→ **EXTRACTED TEXT**
In 2005, the Bush/Cheney Energy Policy Act exempted natural gas drilling from the Safe Drinking Water Act via a provision known as the ‘Halliburton Loophole’, which sidelined the US Environmental Protection Agency (EPA) and meant the chemicals used during fracking did not need to be disclosed.
A combination of rising gas prices, technological advances and favourable regulation has led to an explosion in shale gas extraction. In 2005 it comprised just 4 per cent of US natural gas production. By 2010 it supplied 23 per cent of the US market. That share is projected to rise to 49 per cent by 2035. Roughly half a million gas wells are now active in the US and the Energy Information Administration calculates another 410,722 may be needed to extract all the country’s technically recoverable shale gas resources.³
The surge in gas supply has been called the ‘shale gale’ and it has transformed world energy markets, tantalising the US with the prospect of energy independence, and sending US gas prices so low that electric power stations have begun switching from coal to gas – in the process, helping to lower America’s greenhouse gas emissions, which fell by 1.7 per cent in 2011.⁴
The unconventional boom caught some of the world’s biggest energy players by surprise. As recently as 2007 BHP Billiton was planning to export Australian liquefied natural gas (LNG) to California – proposing a controversial terminal off the coast of Malibu, which was knocked back by then Governor Arnold Schwarzenegger. Just five years later the US is emerging as a likely LNG exporter, competing with Australia. In 2011 BHP spent $US20 billion on takeover targets in the US, seeking a prime position on the Haynesville shale play, the country’s second largest gas field, only to incur a $US2.8 billion writedown a year later as the gas glut devalued the assets.

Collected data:

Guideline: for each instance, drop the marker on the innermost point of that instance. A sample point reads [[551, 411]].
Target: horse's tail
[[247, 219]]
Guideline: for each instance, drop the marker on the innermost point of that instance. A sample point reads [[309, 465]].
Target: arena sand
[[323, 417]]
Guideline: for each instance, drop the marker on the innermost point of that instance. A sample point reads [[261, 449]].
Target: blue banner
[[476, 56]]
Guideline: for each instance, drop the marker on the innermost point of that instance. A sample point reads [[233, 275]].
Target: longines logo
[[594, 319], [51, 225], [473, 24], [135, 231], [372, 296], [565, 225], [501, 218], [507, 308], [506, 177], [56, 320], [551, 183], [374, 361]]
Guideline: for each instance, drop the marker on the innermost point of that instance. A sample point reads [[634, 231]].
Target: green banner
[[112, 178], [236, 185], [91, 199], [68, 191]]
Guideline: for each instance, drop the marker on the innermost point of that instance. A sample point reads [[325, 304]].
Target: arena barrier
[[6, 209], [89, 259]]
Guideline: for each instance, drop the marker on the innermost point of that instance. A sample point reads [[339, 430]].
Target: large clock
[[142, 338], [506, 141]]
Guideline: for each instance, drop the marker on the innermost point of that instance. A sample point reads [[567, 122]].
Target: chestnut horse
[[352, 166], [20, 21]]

→ **DIRECTIONS**
Update the passage on US shale gas from "In 2005, the" up to and including "to be disclosed.", changing "fracking" to "hydraulic fracturing" and leaving the rest of the wording unchanged.

→ **RESULT BELOW**
In 2005, the Bush/Cheney Energy Policy Act exempted natural gas drilling from the Safe Drinking Water Act via a provision known as the ‘Halliburton Loophole’, which sidelined the US Environmental Protection Agency (EPA) and meant the chemicals used during hydraulic fracturing did not need to be disclosed.